#### 入力データ
· · · ·

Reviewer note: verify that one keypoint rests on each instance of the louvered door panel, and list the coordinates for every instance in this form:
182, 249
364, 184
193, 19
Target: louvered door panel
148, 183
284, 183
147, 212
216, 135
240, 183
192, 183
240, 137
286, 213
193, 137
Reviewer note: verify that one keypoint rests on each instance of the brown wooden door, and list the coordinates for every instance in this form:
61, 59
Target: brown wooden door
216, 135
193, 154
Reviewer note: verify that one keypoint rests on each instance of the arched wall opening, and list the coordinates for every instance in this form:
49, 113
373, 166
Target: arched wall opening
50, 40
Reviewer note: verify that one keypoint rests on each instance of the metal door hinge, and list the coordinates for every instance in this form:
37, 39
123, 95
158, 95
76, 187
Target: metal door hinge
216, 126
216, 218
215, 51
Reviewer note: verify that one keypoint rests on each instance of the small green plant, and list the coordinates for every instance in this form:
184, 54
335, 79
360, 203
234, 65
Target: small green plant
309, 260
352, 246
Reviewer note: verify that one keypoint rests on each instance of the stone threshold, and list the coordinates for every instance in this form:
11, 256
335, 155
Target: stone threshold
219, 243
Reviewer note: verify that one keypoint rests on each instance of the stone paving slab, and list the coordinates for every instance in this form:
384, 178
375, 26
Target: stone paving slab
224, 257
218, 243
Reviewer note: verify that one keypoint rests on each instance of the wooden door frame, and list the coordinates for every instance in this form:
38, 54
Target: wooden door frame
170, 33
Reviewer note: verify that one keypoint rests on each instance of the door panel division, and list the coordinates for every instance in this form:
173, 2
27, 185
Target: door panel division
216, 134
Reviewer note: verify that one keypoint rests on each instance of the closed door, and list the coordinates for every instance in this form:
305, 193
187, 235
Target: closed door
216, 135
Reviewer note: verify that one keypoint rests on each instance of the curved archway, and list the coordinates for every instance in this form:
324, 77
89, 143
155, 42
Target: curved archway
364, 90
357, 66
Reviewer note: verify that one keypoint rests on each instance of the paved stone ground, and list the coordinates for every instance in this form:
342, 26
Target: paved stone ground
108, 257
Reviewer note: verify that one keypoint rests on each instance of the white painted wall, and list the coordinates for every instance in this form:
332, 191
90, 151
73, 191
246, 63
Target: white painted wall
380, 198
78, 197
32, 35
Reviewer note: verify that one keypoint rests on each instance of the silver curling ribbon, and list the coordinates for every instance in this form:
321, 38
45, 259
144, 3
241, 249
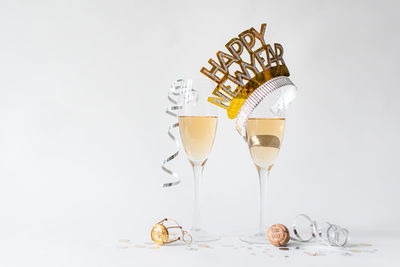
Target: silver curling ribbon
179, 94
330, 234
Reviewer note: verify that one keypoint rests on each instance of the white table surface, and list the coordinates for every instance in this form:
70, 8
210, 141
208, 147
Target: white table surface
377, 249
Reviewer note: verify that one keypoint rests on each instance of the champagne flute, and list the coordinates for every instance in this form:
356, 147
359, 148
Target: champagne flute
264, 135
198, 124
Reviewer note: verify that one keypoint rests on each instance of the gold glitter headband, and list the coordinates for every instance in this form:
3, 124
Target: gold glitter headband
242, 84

· · · ·

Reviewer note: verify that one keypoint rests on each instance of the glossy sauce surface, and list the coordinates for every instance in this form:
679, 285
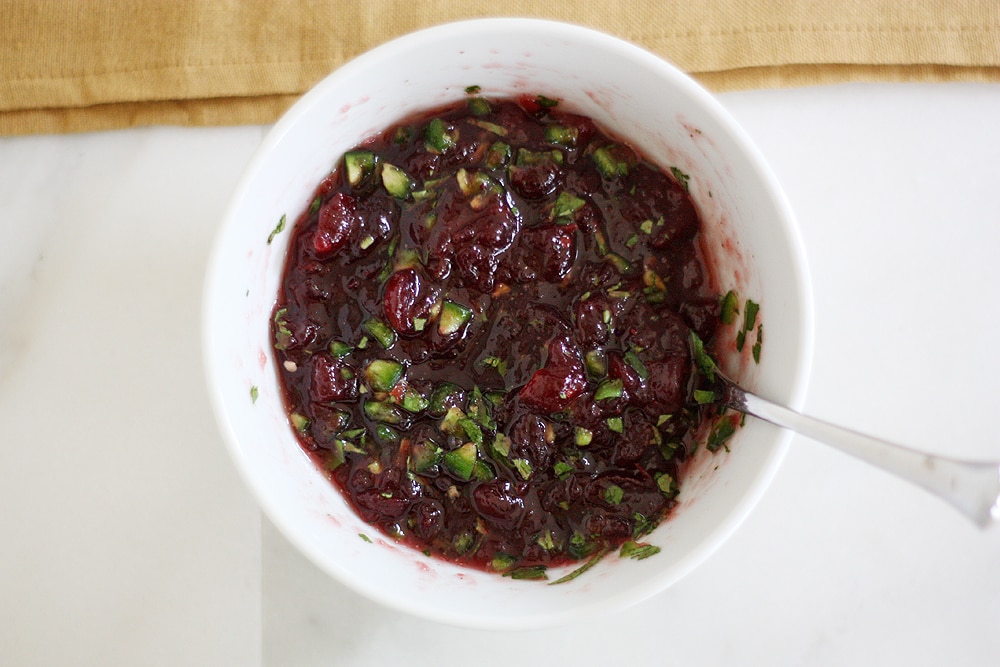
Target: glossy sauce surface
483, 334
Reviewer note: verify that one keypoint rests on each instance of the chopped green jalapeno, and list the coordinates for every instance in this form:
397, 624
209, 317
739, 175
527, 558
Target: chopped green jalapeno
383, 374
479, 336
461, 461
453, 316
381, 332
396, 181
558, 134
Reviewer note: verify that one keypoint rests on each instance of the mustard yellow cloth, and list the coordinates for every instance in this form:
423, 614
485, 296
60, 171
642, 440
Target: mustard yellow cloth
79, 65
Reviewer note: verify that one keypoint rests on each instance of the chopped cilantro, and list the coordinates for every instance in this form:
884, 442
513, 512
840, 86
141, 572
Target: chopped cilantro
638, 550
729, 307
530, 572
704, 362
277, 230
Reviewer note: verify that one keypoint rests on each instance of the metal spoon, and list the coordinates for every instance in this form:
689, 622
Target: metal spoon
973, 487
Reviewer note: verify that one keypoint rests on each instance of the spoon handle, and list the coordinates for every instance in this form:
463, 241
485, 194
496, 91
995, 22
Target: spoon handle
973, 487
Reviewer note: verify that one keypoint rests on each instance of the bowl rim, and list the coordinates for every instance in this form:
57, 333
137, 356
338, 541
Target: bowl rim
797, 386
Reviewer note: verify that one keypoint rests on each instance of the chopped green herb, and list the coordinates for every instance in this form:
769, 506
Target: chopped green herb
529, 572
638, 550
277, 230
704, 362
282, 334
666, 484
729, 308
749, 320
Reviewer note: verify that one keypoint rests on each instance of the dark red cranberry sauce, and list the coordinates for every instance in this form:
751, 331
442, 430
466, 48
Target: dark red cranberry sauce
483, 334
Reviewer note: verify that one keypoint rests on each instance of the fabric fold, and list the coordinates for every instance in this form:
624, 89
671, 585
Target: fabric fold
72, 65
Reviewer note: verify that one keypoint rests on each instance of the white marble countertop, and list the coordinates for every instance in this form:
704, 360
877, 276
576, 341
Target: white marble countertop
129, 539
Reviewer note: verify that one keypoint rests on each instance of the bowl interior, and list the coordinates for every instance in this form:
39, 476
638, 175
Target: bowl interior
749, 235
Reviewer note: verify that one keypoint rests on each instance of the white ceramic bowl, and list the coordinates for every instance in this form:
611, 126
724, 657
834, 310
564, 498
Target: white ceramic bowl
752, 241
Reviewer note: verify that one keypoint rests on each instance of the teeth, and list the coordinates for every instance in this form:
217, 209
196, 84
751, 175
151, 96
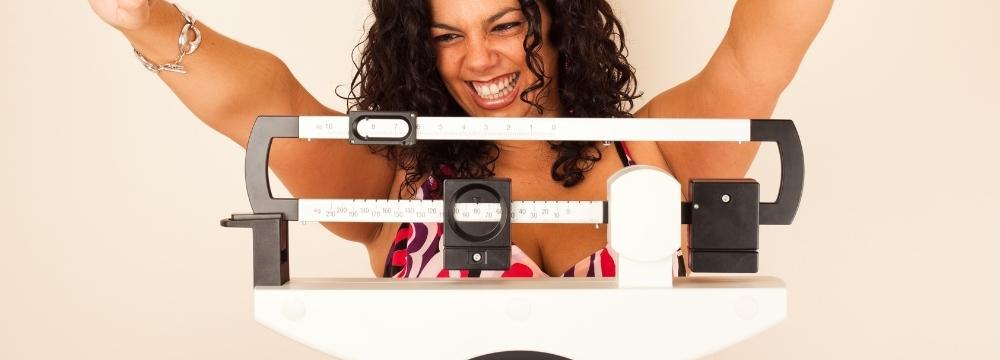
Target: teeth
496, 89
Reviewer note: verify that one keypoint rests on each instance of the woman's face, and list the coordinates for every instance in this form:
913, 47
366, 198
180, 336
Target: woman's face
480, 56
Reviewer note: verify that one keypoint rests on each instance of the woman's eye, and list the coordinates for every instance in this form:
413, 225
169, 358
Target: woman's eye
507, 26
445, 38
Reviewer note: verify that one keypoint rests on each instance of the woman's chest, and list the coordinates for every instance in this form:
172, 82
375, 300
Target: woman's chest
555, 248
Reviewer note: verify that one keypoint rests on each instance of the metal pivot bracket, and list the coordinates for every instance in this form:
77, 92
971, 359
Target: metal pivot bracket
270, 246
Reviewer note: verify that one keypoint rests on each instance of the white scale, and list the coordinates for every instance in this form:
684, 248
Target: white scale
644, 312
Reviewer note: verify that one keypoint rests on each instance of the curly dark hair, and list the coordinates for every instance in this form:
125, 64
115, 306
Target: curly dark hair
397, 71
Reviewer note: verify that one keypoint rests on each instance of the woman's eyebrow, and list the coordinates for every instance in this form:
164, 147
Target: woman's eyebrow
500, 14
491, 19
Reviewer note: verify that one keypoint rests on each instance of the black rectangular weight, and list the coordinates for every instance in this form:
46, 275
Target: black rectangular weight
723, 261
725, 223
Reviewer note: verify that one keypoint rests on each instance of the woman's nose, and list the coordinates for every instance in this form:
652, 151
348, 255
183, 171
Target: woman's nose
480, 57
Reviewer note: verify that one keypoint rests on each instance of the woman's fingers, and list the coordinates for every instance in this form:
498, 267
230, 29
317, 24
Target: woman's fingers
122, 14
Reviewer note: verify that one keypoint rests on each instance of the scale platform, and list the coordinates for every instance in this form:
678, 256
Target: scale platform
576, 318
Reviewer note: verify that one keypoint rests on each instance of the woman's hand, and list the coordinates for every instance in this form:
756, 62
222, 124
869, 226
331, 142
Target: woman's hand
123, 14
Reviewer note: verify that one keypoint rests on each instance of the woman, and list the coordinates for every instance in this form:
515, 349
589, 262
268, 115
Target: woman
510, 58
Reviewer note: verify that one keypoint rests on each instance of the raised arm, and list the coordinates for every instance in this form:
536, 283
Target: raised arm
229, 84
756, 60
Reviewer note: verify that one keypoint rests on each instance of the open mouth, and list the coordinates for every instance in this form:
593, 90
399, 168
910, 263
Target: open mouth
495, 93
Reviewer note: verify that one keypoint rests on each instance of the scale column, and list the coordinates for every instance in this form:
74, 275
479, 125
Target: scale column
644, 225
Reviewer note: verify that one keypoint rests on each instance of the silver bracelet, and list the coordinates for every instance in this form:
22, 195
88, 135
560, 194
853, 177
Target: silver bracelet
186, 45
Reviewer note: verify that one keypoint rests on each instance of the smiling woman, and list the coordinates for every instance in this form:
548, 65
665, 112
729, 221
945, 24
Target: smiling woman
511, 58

· · · ·

#### 解くべき問題
上の2つのブロックから、語「weight」を含む行をすべて抜き出してください。

#### 解答例
Reviewer note: verify that one keypoint rests on each instance of the black rectangular weight, and list the coordinates for every instance in this form:
Target: black rectangular weight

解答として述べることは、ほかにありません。